>> start Article

Over the last quarter-century, U.S. military forces have been continually engaged in combinations of combat, security, engagement, relief, and reconstruction in an era defined by “persistent conflict.” But as the United States military seeks to prepare itself for future battles, the return to “great power competition” has increasingly entered into the vernacular of strategists as we face ever-pervasive challenges from China and Russia. But much like walking backward down a winding road, it is difficult for U.S. military strategists to employ Operational Art to chart the optimal route forward. Unable to clearly “see” what lies ahead, U.S. military strategists can only discern the way forward while rapidly changing “events” unfold on the periphery.
Those events depict a volatile and complex world, which will require an appreciation for new and dynamic situations. It will require the application of Operational Art with ever-increasing creativity, innovation, and élan.
According to Joint Publication 3-0, Joint Operations, Operational Art is “the cognitive approach by commanders and staffs, supported by their skill, knowledge, experience, creativity, and judgment, to develop strategies, campaigns, and operations to organize and employ military forces by integrating ends, ways, and means.”
In other words, Operational Art is the means through which commanders connect tactical combat power to the achievement of national policy objectives. Most recently, the United States Marine Corps has undertaken a bold and provocative new application of Operational Art to address the complex nature of future conflicts it expects to face, as evidenced in the new Commandant’s Planning Guidance.
The new guidance outlined by General David Berger is a departure from more traditional “roles and missions” associated with the Marine Corps, one that envisions highly mobile, versatile Marine strike forces spread across a vast battlespace, working in close concert with the Joint Force to deny advisories freedom of action. The Commandant’s Planning Guidance is not without its critics, some arguing that such a drastic reshaping and unconventional approach is fraught with challenges, inherent risk and makes the Marine Corps less capable as the nation’s “911” force.
There are valid merits to some of those arguments. That said there is a certain “beautiful ugliness” in the application of Operational Art used in the formulation of the Commandant’s Planning Guidance, making it akin to a Jackson Pollock masterpiece. Like a Jackson Pollock painting, it is dramatic, perhaps visionary, it does not appeal to everyone but it does offer an Operational “art piece” that by its very postulation, bedevils our adversaries into considering the abstract. That in itself makes it invaluable.

>> end Article

* **Exercise requirements**:
(A) In the essay on Operational Art, who is named as the author of the new Commandant's Planning Guidance?
(B) Return the passage of the essay on Operational Art from "According to Joint" up to and including "Commandant’s Planning Guidance.", copied word for word.
(C) Resume the essay on Operational Art and the Marine Corps's planning guidance from where it stops.

>> start Data records

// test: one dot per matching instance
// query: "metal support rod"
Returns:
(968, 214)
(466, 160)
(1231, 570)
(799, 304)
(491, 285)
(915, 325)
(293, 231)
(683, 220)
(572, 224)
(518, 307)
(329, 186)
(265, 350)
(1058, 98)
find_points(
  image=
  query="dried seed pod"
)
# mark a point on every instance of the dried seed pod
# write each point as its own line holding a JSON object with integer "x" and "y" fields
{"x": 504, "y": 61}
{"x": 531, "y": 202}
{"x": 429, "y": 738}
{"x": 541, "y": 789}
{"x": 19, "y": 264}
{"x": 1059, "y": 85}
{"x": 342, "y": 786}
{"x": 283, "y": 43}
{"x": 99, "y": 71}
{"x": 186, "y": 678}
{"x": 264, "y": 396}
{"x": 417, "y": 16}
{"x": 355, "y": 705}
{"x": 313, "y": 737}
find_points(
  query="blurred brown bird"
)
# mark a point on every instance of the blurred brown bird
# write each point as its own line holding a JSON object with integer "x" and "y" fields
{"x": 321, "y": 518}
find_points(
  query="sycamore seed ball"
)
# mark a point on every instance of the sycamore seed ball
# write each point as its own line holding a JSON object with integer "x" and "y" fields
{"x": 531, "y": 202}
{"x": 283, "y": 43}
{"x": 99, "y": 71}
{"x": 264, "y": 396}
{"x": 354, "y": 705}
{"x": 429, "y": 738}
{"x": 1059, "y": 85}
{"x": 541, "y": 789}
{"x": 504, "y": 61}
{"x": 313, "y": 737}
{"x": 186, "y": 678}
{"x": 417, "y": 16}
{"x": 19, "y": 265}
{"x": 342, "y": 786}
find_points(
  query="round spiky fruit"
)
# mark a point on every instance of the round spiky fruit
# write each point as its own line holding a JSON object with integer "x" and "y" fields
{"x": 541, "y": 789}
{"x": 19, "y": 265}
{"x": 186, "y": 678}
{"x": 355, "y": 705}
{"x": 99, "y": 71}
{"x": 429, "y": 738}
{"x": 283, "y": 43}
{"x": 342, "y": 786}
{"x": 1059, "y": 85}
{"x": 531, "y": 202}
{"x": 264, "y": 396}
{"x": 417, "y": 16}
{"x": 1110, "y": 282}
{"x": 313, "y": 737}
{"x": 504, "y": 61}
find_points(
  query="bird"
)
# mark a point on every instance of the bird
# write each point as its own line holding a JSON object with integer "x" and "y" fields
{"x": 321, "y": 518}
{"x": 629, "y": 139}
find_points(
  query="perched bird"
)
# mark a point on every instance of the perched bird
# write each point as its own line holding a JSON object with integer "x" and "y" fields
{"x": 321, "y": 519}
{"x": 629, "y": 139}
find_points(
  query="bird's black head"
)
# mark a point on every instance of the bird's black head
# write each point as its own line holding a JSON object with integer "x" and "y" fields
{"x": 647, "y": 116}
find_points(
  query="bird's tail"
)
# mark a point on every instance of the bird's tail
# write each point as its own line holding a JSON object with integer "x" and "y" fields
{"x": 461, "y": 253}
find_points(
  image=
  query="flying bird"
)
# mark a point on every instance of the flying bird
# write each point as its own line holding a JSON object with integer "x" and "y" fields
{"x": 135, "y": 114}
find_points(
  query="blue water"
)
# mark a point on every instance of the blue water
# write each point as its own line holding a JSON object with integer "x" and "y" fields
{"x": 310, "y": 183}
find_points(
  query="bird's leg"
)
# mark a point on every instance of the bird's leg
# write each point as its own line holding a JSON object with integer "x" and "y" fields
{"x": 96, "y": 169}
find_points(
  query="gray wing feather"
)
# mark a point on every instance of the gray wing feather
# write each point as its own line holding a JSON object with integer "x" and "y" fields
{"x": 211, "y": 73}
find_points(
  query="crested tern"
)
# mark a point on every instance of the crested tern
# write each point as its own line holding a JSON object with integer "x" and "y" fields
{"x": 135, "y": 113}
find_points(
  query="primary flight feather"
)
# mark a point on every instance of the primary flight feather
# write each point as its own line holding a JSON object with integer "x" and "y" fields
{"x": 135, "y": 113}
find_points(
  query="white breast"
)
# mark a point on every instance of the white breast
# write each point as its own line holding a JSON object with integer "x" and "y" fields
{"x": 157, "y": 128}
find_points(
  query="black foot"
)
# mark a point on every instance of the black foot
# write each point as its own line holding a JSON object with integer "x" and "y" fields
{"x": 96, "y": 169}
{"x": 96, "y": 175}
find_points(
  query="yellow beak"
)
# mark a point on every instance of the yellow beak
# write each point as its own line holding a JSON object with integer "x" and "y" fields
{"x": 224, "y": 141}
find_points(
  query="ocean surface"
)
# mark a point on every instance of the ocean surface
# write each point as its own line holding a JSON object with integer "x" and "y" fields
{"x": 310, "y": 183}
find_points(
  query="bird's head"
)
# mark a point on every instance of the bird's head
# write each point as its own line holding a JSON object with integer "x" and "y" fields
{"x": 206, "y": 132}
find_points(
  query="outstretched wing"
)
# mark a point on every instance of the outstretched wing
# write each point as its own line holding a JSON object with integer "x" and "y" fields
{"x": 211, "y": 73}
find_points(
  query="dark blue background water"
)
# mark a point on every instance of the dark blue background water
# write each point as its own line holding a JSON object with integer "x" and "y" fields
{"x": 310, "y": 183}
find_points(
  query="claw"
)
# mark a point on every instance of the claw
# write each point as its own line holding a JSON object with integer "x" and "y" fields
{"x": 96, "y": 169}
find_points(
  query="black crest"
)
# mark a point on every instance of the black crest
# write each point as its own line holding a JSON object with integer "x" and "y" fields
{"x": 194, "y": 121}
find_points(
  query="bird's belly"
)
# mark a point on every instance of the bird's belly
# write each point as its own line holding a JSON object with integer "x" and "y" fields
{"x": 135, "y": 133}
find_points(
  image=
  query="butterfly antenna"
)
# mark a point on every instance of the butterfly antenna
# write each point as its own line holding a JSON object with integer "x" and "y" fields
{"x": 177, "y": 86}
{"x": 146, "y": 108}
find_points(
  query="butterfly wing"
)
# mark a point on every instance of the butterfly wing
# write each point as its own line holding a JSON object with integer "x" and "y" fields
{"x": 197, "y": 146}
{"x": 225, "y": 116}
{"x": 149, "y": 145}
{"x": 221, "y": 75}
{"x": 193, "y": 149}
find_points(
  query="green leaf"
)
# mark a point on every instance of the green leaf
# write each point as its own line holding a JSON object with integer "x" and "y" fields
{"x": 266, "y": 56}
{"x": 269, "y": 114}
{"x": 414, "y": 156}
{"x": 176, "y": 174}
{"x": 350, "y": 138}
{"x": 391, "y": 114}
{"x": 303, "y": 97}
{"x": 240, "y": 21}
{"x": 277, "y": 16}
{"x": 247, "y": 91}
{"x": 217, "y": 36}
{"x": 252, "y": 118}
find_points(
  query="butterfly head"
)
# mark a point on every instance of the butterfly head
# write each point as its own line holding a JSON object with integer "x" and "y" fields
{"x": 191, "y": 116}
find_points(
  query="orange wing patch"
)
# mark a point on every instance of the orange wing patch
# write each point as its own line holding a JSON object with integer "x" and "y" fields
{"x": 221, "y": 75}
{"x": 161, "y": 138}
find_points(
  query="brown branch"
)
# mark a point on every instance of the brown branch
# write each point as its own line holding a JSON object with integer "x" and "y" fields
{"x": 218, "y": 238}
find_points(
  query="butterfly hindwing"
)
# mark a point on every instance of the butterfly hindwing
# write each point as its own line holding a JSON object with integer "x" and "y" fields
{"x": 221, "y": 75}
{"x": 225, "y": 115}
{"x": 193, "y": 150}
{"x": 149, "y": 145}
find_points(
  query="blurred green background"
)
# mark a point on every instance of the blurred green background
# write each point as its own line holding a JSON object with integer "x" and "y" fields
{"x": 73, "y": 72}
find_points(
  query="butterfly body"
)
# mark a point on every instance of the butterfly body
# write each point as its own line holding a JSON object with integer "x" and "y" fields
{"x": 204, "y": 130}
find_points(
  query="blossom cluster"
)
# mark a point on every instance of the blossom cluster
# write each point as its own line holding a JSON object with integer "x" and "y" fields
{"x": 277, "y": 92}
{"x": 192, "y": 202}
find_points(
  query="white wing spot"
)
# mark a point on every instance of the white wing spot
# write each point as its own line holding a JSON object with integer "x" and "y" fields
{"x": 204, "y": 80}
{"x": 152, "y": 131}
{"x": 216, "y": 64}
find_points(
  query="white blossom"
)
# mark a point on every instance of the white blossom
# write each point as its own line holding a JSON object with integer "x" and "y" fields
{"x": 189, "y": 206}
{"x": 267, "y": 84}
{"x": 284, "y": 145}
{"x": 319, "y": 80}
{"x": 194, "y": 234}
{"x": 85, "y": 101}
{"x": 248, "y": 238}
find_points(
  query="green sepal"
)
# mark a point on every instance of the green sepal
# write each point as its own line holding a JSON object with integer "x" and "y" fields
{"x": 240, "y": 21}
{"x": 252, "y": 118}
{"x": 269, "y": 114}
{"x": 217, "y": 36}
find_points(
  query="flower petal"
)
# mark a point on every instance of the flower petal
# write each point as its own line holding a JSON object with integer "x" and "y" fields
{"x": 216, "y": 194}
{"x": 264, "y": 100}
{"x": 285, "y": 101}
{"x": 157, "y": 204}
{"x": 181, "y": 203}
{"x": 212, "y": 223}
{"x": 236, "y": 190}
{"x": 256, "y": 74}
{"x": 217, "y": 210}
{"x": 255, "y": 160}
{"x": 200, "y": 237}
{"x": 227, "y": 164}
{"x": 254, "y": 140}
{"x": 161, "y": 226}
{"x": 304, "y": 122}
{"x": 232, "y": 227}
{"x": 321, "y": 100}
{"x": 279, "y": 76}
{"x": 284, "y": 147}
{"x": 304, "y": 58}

>> end Data records

* **Answers by task**:
(A) General David Berger

(B)
According to Joint Publication 3-0, Joint Operations, Operational Art is “the cognitive approach by commanders and staffs, supported by their skill, knowledge, experience, creativity, and judgment, to develop strategies, campaigns, and operations to organize and employ military forces by integrating ends, ways, and means.”
In other words, Operational Art is the means through which commanders connect tactical combat power to the achievement of national policy objectives. Most recently, the United States Marine Corps has undertaken a bold and provocative new application of Operational Art to address the complex nature of future conflicts it expects to face, as evidenced in the new Commandant’s Planning Guidance.

(C)
For those who may be unfamiliar with Jackson Pollock, he was an American artist best known for his nonfigurative, expressionist art. Widely known for his technique of pouring or splashing liquid household paint onto a horizontal surface, his technique enabled him to view and paint his canvases from all different angles. It was also called “action painting” since Pollock utilized the force of his whole body to paint, often using a frenetic, freestyle to create his works of art. His extreme form of abstract painting was controversial to the art world, some critics praised the juxtaposition of style and colors of his creations, while others derided the randomness and frivolity of its effects.
Regardless of opinions, his art remains highly prized, one of Jackson Pollock’s paintings reportedly sold for $200 million US dollars in 2016 to a private collector. If we expand on the analogy further, “action painting” ala Jackson Pollock, is not dissimilar to what the Commandant’s Planning Guidance has embraced. It is novel, untested, and challenging and may very well be the one masterpiece of Operational Art everyone hates but wants to own.
Operational Art is a concept dealing with the direction of military forces, in conceiving and executing operations to attain strategic objectives. Operational Art forms a bridge between determining the political aims of a war (ends) and fighting the battles (ways and means.) It forms the basis on how to structure the problem set and how to achieve the objectives. The Commandant’s Planning Guidance application of Operational Art emphasizes creating agile leaders at all levels, capable of framing complex problems and acting decisively without extensive oversight.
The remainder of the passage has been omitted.